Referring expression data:
——
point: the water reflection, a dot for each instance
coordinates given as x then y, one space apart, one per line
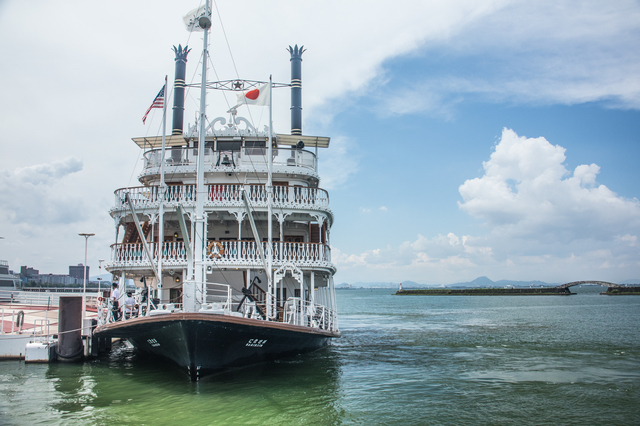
299 390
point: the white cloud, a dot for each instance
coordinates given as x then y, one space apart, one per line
544 222
542 52
526 191
339 163
36 196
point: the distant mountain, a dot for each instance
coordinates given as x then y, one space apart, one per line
486 282
480 282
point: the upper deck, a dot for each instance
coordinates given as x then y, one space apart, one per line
232 152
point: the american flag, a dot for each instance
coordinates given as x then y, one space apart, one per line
158 102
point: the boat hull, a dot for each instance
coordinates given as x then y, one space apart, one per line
204 343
——
● **Prompt**:
Your output should be the full set of entries above, restated word for word and free of pictures.

● **Completed exercise**:
point: the water reflection, a dot for each instance
coordinates given as x then y, one space apart, one per line
299 390
point: the white cloud, a dot for each instance
coordinates given as x then y, one space apart, one per line
544 222
542 52
526 191
339 163
36 196
point: the distant mountain, a dot for each instance
coordinates given as x then y, one space apart, one per line
486 282
480 282
point: the upper deck, a dot for each instance
coordinates given as x then y, one space apart, one per line
232 152
point: the american flag, a dot for each instance
coordinates given as x then y, one space apart, one per line
158 102
point: the boat hull, a dot for each instance
coordinates given as x then y, one space apart, one per line
204 343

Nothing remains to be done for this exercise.